_Source text:_
__________
Officials from First Mujur told officials of Indonesia’s Corruption Eradication
Commission (KPK) they had no idea how the checks had ended up the hands of the
lawmakers.
They
had been purchased to finance a palm oil plantation project, they said.
Although the names of the bank and the palm oil company have been made public,
Winata’s name was never mentioned in the trial, and it is unlikely that it ever
will be. He is considered too powerful to mess with.
Nunun
was on the run for almost two years. At one point she was thought to be in
Cambodia although no one was sure. Busyro Mugoddas, the chairman of the KPK,
said last October charged that “large powers” had prevented his organization,
perhaps the country’s most incorruptible, from tracking the woman down.
The
businesswoman is the wife of Adang Daradjatun, a prominent Prosperous Justice
Party lawmaker and former Deputy National Police chief, The Prosperous Justice
Party is a key component of President Susilo Bambang Yudhoyono’s ruling
Democratic Party coalition. While Nunun was on the run, Daradjatun repeatedly
told reporters he was only a common person who didn’t have the power to protect
his wife or hinder any efforts to bring her home.
“It's
impossible that I, a common person, can organize security [for Nunun],”
Daradjatun claimed, saying he had no idea what Mugoddas was talking about. A
member of the House of Representatives Commission III, which oversees legal
affairs, he said he was not present during the hearing in which Mugoddas made
the statement, to avoid conflict of interest.
__________
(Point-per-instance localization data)

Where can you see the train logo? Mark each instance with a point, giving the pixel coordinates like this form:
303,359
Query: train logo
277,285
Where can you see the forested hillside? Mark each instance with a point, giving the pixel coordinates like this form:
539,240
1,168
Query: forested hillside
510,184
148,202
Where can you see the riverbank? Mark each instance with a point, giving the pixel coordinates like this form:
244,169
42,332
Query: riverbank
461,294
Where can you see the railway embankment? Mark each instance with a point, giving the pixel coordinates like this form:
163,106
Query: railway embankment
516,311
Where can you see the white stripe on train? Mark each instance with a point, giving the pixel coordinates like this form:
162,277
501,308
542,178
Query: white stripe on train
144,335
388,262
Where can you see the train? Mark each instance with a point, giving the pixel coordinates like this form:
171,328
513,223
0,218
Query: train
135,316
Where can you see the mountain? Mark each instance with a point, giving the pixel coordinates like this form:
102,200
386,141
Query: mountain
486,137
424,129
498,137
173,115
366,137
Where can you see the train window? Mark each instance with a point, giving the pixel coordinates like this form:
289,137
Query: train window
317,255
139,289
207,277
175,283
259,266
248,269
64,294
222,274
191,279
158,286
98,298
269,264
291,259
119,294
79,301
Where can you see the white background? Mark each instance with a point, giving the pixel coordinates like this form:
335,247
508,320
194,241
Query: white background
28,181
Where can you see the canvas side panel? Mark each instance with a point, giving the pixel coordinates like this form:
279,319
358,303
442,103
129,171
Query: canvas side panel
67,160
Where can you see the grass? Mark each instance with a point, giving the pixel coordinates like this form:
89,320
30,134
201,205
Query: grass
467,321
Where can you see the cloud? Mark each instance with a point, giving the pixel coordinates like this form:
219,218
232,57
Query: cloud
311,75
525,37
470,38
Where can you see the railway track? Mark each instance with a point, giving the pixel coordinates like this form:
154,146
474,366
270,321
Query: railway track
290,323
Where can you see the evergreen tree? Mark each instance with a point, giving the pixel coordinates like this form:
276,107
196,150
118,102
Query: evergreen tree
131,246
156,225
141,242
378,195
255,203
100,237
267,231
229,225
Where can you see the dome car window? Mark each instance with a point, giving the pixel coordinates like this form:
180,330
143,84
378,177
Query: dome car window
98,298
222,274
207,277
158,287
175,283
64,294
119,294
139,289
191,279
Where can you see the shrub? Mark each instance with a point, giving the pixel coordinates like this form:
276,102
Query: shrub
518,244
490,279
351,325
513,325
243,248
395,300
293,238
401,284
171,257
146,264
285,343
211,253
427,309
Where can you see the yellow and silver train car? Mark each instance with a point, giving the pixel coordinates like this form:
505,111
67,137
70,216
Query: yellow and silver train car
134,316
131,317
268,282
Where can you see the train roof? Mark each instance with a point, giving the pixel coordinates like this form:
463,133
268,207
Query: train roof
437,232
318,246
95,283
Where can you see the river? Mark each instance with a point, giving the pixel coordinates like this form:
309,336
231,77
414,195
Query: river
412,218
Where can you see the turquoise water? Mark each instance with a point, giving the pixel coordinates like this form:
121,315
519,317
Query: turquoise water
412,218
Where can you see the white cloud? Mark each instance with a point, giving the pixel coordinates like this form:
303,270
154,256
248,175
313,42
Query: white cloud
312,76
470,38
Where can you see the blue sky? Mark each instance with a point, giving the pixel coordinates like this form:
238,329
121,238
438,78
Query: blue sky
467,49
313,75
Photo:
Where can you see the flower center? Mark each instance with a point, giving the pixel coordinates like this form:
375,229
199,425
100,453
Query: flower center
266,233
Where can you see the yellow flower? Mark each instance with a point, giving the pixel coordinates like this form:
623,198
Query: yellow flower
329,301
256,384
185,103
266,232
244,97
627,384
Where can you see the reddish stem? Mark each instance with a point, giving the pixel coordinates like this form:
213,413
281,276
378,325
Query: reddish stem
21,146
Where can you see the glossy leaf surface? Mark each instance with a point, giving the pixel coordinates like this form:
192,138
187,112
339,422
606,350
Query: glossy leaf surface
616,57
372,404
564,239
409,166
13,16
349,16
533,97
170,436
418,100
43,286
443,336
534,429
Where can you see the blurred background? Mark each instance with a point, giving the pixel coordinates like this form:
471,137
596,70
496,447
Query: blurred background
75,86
__________
_The task:_ Resume the news text about the KPK's pursuit of Nunun, starting right after its final sentence.

_Response to this task:_
Nunun
was hardly alone in her flight. A long series of Indonesian politicians and
public figures have decamped from Jakarta for Singapore, pleading illness,
although the memory loss syndrome has become a running joke in Jakarta.
The
most publicized was Muhammad Nazaruddin, the former treasurer of the Democratic
Party, who led investigators on a long chase before they tracked him down in
Cartagena, a resort city on the coast of Colombia, last year. Nazaruddin was
sentenced in late April to five years in prison and a fine of just US$22,000
for accepting bribes totaling US$ 514,000. He was not ordered to return the
amount stolen in bribes.
Nazaruddin’s
testimony against top officials of the Democratic Party, including its titular
head, Anas Urbangingrum, has nearly wrecked the party and resulted in tarring
the president’s own name.
“There
was not even one remark about the stunning difference between the total amount
of the bribe Nazarrudin took and the "fine",” a Jakarta-based
expatriate businessman told Asia Sentinel. “Ignoring the ridiculously lean
sentence of five years, stiff in comparison to 99 percent of other KPK cases,
where on earth did the balance of US$ 492,000 go? This is how ALL KPK cases end
up in court. The fine is only symbolic, and a tiny fraction of the total amount
stolen in bribes.”
Police
are still looking for Nazaruddin’s wife, Neneng Sri Wahyuni, who is also
suspected of being involved in a corruption case concerning the 2008
construction of a solar power plant for the Manpower and Transmigration
Ministry. KPK officials said last week that Neneng had been detected in a
“certain country,” which they declined to name, but that she could not be
found. Interpol has been alerted, a KPK official said.
“[She]
has not been found,” spokesman of the commission, Johan Budi, told reporters.
“She was detected as being in a certain country. The problem is, that country
is large.”
Neneng
was the commissioner of Alfindo, the tender winner of the project. Alfindo
subcontracted the work to Sundaya Indonesia, getting benefits and causing the
state a loss worth Rp 2.7 billion ($294,300), prosecutors alleged.